RECORDED DATA -
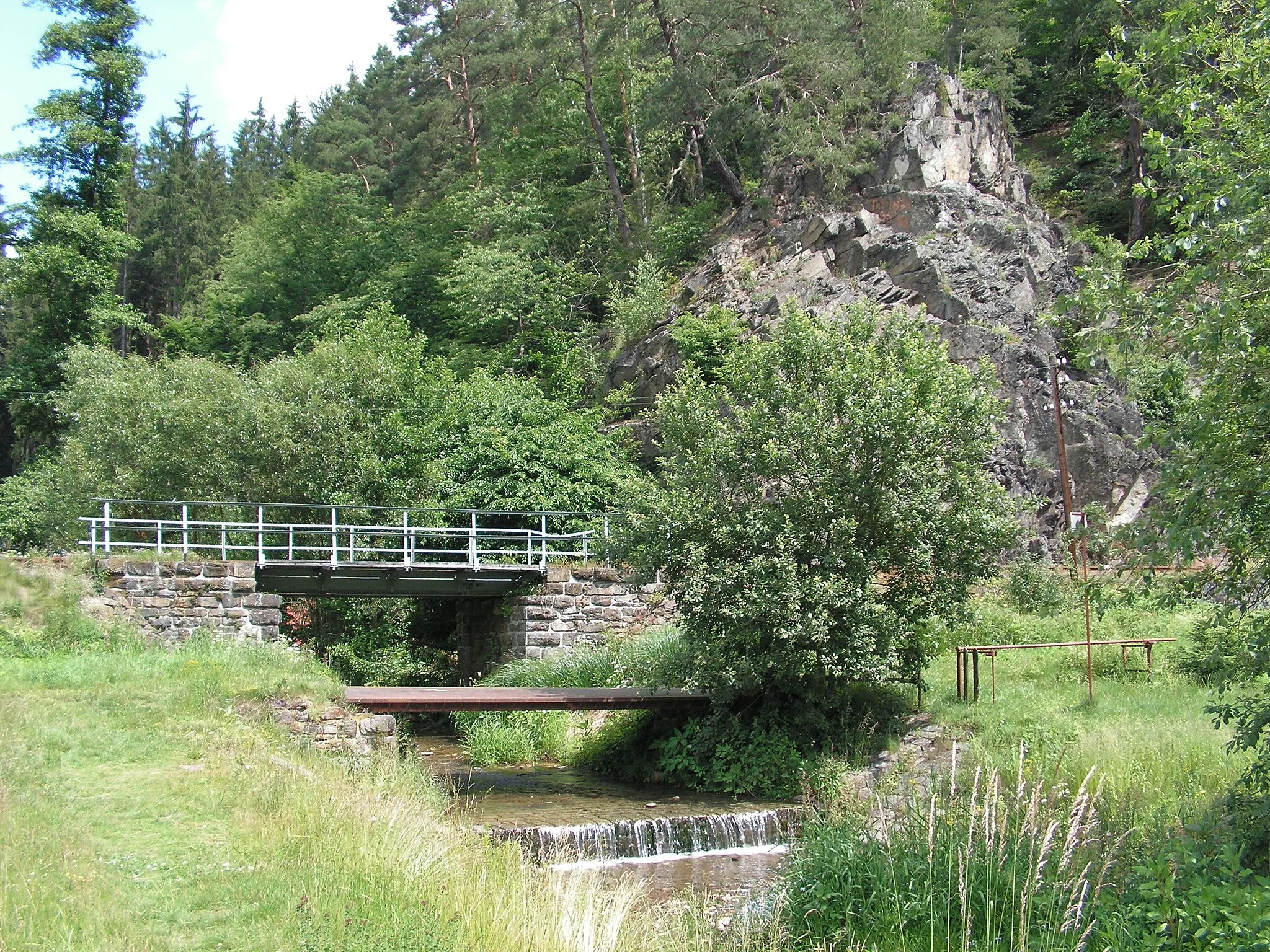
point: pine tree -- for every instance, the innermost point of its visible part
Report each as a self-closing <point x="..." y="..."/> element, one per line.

==

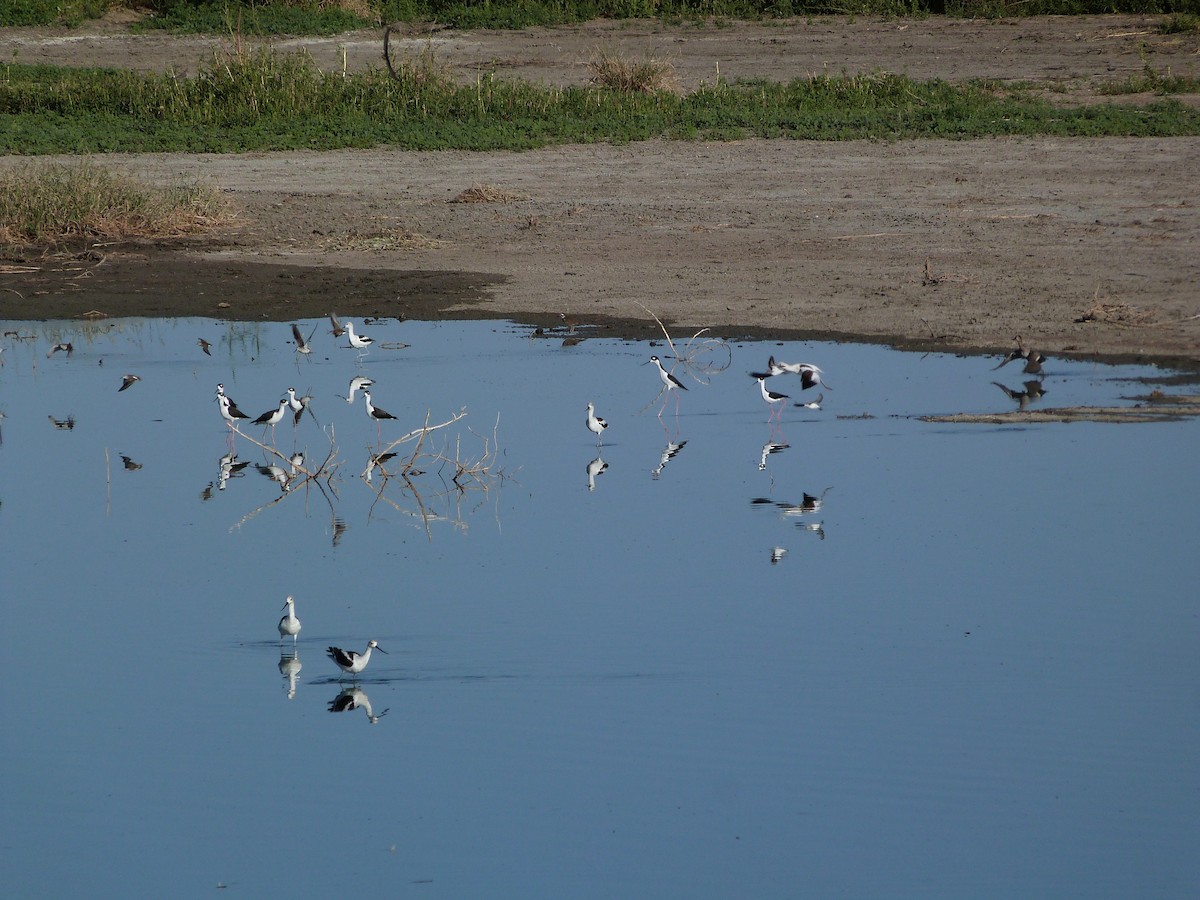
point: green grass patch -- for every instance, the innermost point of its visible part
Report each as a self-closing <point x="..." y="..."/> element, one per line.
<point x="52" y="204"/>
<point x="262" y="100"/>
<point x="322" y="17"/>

REQUIRED WORK - How many lines in the entries above contain the string "visible", matching case exactly? Reply with the number alone.

FULL OUTPUT - 2